--- SOURCE MATERIAL Enclosed Below ---
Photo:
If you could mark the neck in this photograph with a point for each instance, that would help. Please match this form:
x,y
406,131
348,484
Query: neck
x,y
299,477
--- End of Enclosed SOURCE MATERIAL ---
When you respond, give the whole listing again exactly as written.

Photo:
If you could mark the neck in this photograph with a point for each instance, that would help. Please match this form:
x,y
406,131
348,484
Query: neck
x,y
299,477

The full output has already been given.